• _EXERCISES TO COMPLETE_
1 – From the post on postnatal depression, list every circumstance the writer gives in the hindsight passage as part of being overwhelmed, before the mention of an empty tank.
2 – Continue the post on postnatal depression with a few paragraphs that pick up after its last sentence.

TEXT BLOCK: Begin

Fuck You, Post Natal Depression

Post Natal Depression can eat a dick. 

It’s a vulture, sneaking up on us when we least expect it. At a time where we “should” be happy, content and head over heels in love. 

And maybe that’s our problem right there. As new mums we are smothered in “shoulds.” I should be breastfeeding. I should be deliriously happy. I should adore tending to every waking need of my new squarking poop-machine...  

The amount of times people asked me, “Are you just loving being a Mum!?” Their expectant, happy faces waiting for me to gush about my new role as Mum but as well-meaning as they were, it killed me because the honest answer was no. 

In hindsight I was simply overwhelmed. I had a new baby, we were working to set up My Brother John, I lost my cousin to cancer, had a serious back injury and I was experiencing some challenging family situations. My tank was well and truly empty. I was also experiencing a sort of loss for my previous identity. For me, I have always been a career girl. A workaholic for sure. Now I just wasn’t able to do what I used to - work all day and come home only to work at night. Ain’t no way, no how! I really struggled with that and resisted losing a part of my identity. I know now that I simply needed to allow myself time to adjust and find my new identity, as motherhood had pushed me to evolve.

TEXT BLOCK: End
DATA FOR ANALYSIS: Begin

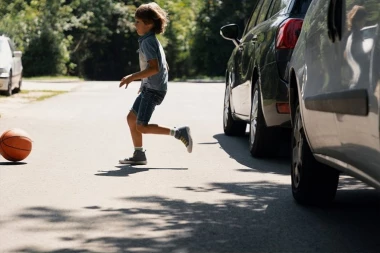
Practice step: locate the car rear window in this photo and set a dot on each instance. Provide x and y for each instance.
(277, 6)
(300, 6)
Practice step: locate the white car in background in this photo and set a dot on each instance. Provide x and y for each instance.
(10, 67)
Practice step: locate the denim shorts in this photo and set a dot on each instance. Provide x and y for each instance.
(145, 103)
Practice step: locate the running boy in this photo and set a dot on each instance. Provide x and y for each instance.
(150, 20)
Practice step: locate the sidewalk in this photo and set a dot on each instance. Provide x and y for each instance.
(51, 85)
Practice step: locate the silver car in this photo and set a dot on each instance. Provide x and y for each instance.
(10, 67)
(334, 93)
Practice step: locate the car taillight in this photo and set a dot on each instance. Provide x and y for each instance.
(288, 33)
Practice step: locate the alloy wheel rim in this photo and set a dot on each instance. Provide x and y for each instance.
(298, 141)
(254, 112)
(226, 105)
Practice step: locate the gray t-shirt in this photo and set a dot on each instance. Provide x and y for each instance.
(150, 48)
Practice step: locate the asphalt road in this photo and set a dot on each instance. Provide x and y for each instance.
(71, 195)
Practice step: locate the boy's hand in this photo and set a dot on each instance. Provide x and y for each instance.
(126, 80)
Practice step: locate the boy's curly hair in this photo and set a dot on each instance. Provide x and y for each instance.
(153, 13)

DATA FOR ANALYSIS: End
DATA FOR ANALYSIS: Begin

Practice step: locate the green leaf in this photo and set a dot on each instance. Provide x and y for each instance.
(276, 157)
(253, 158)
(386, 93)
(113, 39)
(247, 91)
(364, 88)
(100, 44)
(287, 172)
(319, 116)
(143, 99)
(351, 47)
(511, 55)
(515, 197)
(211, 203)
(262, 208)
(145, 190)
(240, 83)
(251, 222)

DATA FOR ANALYSIS: End

• _ANSWERS FOR THE EXERCISE_
1 –
- A new baby
- Working to set up My Brother John
- Losing a cousin to cancer
- A serious back injury
- Some challenging family situations

2 –
Looking back, that really was the crux of my PND experience. But when I was in the midst of the fog it felt all consuming and I didn’t know which direction was “out”. I know I’m not alone in that.

If you’re feeling depleted and challenged after baby, know that you’re not alone either! Try to be gentle with yourself as you navigate your new life as mummy (or mama of 2/3/4/more!). Seek help from your doctor and don’t be afraid to take the meds! It doesn’t make you any less of a woman. In fact, it shows strength that you recognized a problem and sought a solution. That is something to be applauded! 

Let’s remember to be kind and support new mums around us and stop the judgment of both others and ourselves. Let’s say “fuck you” to “should” and “eat a dick” to PND.